- **Short exercise**
Please rewrite every line of the listing below, replacing "single point" with "single marker" and leaving everything else unchanged.

[Object position labeling entries]
+-------+
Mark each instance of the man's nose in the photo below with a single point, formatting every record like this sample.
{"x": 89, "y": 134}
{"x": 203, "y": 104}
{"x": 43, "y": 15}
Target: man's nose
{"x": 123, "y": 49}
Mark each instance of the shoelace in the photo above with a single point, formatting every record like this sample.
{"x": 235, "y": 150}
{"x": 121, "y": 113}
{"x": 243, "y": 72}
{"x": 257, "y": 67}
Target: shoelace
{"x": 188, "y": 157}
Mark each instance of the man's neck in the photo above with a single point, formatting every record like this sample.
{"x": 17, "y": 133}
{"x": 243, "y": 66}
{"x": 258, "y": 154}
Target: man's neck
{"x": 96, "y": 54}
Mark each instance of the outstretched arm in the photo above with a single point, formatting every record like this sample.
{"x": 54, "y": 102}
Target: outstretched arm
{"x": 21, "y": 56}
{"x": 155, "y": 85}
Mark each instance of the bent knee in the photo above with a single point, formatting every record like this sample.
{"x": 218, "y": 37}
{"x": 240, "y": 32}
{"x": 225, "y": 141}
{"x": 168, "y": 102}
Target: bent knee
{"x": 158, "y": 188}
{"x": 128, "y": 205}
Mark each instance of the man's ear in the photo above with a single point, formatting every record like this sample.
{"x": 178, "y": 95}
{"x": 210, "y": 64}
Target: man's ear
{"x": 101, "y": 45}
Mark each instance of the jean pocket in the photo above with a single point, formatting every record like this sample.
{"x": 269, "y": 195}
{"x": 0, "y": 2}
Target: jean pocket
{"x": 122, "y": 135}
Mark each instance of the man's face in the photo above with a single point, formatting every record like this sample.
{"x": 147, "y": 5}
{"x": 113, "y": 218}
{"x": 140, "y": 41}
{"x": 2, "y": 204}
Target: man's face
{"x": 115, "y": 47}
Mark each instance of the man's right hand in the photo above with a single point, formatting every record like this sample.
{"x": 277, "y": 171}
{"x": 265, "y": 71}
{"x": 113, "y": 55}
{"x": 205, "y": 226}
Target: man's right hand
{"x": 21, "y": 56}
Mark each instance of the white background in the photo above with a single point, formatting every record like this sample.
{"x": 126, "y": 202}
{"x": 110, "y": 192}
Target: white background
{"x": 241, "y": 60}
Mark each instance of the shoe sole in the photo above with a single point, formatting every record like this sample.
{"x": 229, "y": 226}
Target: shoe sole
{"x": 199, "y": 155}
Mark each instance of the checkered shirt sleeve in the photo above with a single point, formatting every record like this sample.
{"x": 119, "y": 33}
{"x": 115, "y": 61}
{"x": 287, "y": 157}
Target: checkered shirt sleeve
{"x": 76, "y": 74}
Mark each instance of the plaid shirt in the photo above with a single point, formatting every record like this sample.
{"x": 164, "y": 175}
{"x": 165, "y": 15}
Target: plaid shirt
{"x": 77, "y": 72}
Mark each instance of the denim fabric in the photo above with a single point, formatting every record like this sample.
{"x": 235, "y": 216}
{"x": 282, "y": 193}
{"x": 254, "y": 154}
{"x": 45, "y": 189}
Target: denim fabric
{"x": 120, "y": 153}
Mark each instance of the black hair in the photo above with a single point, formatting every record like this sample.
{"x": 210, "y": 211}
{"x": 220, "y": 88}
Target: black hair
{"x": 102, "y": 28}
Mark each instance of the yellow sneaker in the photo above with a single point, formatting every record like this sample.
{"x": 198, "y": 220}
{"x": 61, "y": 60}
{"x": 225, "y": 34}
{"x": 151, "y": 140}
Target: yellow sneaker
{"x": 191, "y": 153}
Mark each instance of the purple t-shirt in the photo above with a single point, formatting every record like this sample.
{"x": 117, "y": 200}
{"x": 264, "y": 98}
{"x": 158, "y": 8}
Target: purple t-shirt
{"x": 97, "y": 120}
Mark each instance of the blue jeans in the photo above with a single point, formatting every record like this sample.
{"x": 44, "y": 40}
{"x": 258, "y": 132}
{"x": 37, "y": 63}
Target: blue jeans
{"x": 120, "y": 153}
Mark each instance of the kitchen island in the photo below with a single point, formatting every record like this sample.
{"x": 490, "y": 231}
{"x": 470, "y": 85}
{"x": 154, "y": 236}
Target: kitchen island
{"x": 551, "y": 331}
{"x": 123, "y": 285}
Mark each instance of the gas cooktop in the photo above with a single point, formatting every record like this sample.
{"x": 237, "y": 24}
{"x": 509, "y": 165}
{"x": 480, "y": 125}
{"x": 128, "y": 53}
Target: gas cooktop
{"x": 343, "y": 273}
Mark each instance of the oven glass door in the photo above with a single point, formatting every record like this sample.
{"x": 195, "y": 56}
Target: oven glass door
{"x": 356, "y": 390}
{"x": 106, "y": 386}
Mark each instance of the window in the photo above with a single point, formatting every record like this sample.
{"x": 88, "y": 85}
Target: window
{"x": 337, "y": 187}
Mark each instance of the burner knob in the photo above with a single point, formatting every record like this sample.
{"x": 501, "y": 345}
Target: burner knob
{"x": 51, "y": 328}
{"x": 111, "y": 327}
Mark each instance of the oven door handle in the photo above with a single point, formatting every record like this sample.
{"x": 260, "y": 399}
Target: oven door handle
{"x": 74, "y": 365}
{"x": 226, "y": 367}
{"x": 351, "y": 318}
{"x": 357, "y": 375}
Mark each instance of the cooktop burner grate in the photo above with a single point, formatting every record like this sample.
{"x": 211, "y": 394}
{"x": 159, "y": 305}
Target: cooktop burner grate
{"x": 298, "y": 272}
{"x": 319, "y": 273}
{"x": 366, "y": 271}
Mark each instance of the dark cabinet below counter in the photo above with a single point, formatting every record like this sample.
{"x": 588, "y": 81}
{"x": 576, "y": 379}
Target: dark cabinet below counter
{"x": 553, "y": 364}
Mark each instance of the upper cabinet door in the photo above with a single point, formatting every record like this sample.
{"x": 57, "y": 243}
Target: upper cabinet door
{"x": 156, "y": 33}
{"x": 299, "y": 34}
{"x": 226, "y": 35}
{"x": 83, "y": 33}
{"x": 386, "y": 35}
+-------+
- **Written answer**
Mark each instance of the man's nose in the photo below with a single marker, formatting every record like this sample.
{"x": 89, "y": 134}
{"x": 203, "y": 104}
{"x": 43, "y": 15}
Target: man's nose
{"x": 123, "y": 49}
Mark each instance of the shoelace in the photo above with a single marker, formatting every record like this sample.
{"x": 235, "y": 150}
{"x": 121, "y": 113}
{"x": 243, "y": 72}
{"x": 257, "y": 67}
Target: shoelace
{"x": 188, "y": 157}
Mark each instance of the man's neck in the photo above with a single marker, formatting every record like this sample.
{"x": 17, "y": 133}
{"x": 243, "y": 66}
{"x": 258, "y": 154}
Target: man's neck
{"x": 96, "y": 54}
Mark each instance of the outstretched arm in the photo above with a single marker, formatting every record like this sample.
{"x": 54, "y": 102}
Target: outstretched arm
{"x": 21, "y": 56}
{"x": 155, "y": 85}
Mark each instance of the bent knee in the photo above with a single marker, formatting every record like this sample.
{"x": 218, "y": 37}
{"x": 240, "y": 32}
{"x": 225, "y": 141}
{"x": 168, "y": 102}
Target: bent knee
{"x": 158, "y": 188}
{"x": 128, "y": 205}
Mark each instance of the man's ear in the photo above with a single marker, formatting every record like this sample.
{"x": 178, "y": 95}
{"x": 210, "y": 64}
Target: man's ear
{"x": 101, "y": 45}
Mark each instance of the jean pocket in the photo above with a single marker, formatting every record like this sample.
{"x": 269, "y": 195}
{"x": 0, "y": 2}
Target: jean pocket
{"x": 122, "y": 135}
Mark each instance of the man's face in the photo above with a single marker, formatting every record like this sample.
{"x": 147, "y": 5}
{"x": 113, "y": 218}
{"x": 140, "y": 41}
{"x": 2, "y": 204}
Target: man's face
{"x": 115, "y": 47}
Mark each instance of the man's right hand in the photo above with a single marker, formatting every record like this sample.
{"x": 277, "y": 171}
{"x": 265, "y": 71}
{"x": 113, "y": 55}
{"x": 205, "y": 226}
Target: man's right hand
{"x": 21, "y": 56}
Mark each instance of the white background in the photo above with a single marker, formatting every record like this sample.
{"x": 126, "y": 202}
{"x": 110, "y": 192}
Target: white background
{"x": 241, "y": 60}
Mark each instance of the shoe sole in the photo above with a single marker, formatting every record like this sample.
{"x": 229, "y": 226}
Target: shoe sole
{"x": 199, "y": 155}
Mark each instance of the checkered shirt sleeve in the photo above with a single marker, formatting every record like this sample.
{"x": 119, "y": 33}
{"x": 115, "y": 61}
{"x": 287, "y": 157}
Target: checkered shirt sleeve
{"x": 76, "y": 74}
Mark each instance of the plaid shirt in the photo above with a single marker, formatting every record like this sample.
{"x": 164, "y": 175}
{"x": 165, "y": 15}
Target: plaid shirt
{"x": 77, "y": 72}
Mark each instance of the denim fabric in the photo above with a single marker, formatting every record like this sample.
{"x": 235, "y": 216}
{"x": 282, "y": 193}
{"x": 254, "y": 154}
{"x": 45, "y": 189}
Target: denim fabric
{"x": 120, "y": 153}
Mark each instance of the black hair in the photo above with a single marker, formatting every record like this sample.
{"x": 210, "y": 211}
{"x": 220, "y": 88}
Target: black hair
{"x": 102, "y": 28}
Mark each instance of the yellow sneaker in the photo above with a single marker, formatting every record like this sample.
{"x": 198, "y": 220}
{"x": 61, "y": 60}
{"x": 225, "y": 34}
{"x": 151, "y": 140}
Target: yellow sneaker
{"x": 191, "y": 153}
Mark each instance of the purple t-shirt in the photo above with a single marker, formatting every record like this sample.
{"x": 117, "y": 200}
{"x": 264, "y": 98}
{"x": 158, "y": 8}
Target: purple t-shirt
{"x": 97, "y": 120}
Mark each instance of the blue jeans in the photo above with a single marker, formatting every record like this sample.
{"x": 44, "y": 40}
{"x": 258, "y": 132}
{"x": 37, "y": 63}
Target: blue jeans
{"x": 120, "y": 153}
Mark each instance of the kitchen island in the photo below with a single marker, formatting every record like this sample.
{"x": 490, "y": 231}
{"x": 470, "y": 85}
{"x": 154, "y": 236}
Target: kitchen island
{"x": 551, "y": 331}
{"x": 123, "y": 285}
Mark each instance of the gas cooktop in the photo above with a single marker, formatting every record like this sample.
{"x": 237, "y": 24}
{"x": 509, "y": 165}
{"x": 480, "y": 125}
{"x": 128, "y": 53}
Target: gas cooktop
{"x": 343, "y": 273}
Mark each instance of the oven glass door in the photo above with a single marker, formatting every record like this sample.
{"x": 195, "y": 56}
Target: oven glass door
{"x": 356, "y": 390}
{"x": 106, "y": 386}
Mark each instance of the window in the photo above with a single marker, formatting every record like this sample.
{"x": 88, "y": 85}
Target: window
{"x": 337, "y": 187}
Mark each instance of the burner knob in the photo above with a single marker, formatting every record like this sample.
{"x": 501, "y": 345}
Target: burner knob
{"x": 51, "y": 328}
{"x": 111, "y": 327}
Mark each instance of the oven door handle in the photo above with a single marker, formatting every record like this sample.
{"x": 260, "y": 399}
Target: oven door handle
{"x": 74, "y": 365}
{"x": 226, "y": 367}
{"x": 351, "y": 318}
{"x": 357, "y": 375}
Mark each instance of the cooktop burner grate in the photo above with a single marker, formatting every record like this sample.
{"x": 211, "y": 394}
{"x": 159, "y": 305}
Target: cooktop burner grate
{"x": 298, "y": 272}
{"x": 319, "y": 273}
{"x": 366, "y": 271}
Mark each instance of the dark cabinet below counter in the photo above with a single marker, formatting every record like this sample.
{"x": 588, "y": 81}
{"x": 576, "y": 379}
Target: dark cabinet below counter
{"x": 553, "y": 364}
Mark each instance of the upper cabinet door in the photo above with a single marker, formatting every record like this sample.
{"x": 57, "y": 243}
Target: upper cabinet door
{"x": 156, "y": 33}
{"x": 299, "y": 34}
{"x": 226, "y": 35}
{"x": 83, "y": 33}
{"x": 386, "y": 35}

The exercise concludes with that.